# Work required
Could you reproduce the records from the line containing "of the plant" through the end of the records, replacing "small stone" with "pebble" and leaving everything else unchanged?

— START —

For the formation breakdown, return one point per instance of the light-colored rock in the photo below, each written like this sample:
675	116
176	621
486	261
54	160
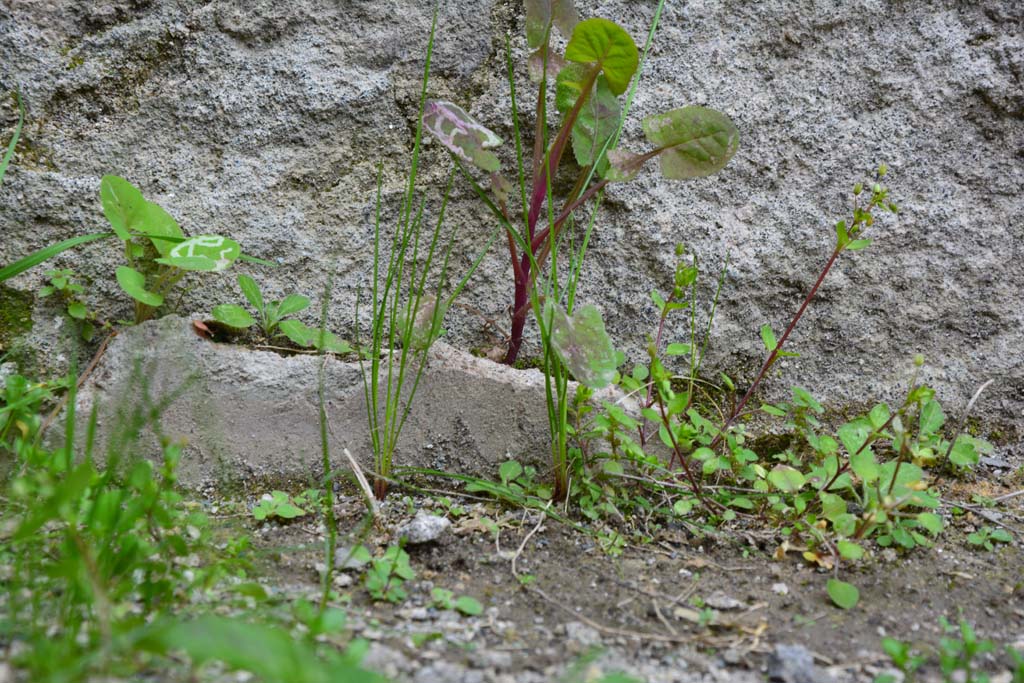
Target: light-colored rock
424	527
248	414
266	121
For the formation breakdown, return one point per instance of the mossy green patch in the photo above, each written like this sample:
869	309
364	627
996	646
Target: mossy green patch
15	316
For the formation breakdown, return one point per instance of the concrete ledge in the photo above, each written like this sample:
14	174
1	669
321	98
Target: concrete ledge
250	414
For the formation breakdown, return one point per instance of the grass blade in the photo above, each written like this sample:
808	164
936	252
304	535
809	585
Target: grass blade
35	258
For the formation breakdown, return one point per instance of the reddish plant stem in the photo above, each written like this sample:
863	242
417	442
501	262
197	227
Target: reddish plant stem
677	453
778	347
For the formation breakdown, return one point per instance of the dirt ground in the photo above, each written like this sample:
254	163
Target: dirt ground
681	607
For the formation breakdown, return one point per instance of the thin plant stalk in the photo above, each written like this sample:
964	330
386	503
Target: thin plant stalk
328	507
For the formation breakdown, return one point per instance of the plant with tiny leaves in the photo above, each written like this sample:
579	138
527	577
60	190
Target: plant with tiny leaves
987	537
386	574
65	285
272	318
444	599
276	504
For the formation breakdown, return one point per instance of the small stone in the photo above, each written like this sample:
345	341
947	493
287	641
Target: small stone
719	600
424	527
795	664
583	634
344	558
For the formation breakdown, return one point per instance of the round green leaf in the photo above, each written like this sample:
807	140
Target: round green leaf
133	283
849	550
843	594
695	140
77	310
468	606
604	42
232	316
509	471
786	478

— END —

# Answer to the task
For the formation breakdown, return one point per instance of the plant with tiny leaves in the photo above, each written like this sample:
579	138
527	577
60	190
Target: plant with tiny leaves
987	537
386	574
65	285
272	318
444	599
276	504
For the formation breakdown, return one point per instance of the pebble in the photo above, each written like this sample:
345	341
947	493
287	641
Target: pebble
719	600
424	527
795	664
583	634
344	558
For the formation breakdown, return one point per instance of the round green leaf in the photo above, each written like this sample:
807	140
Target: round green leaf
133	283
849	550
843	594
695	140
77	310
468	606
604	42
232	316
509	471
786	478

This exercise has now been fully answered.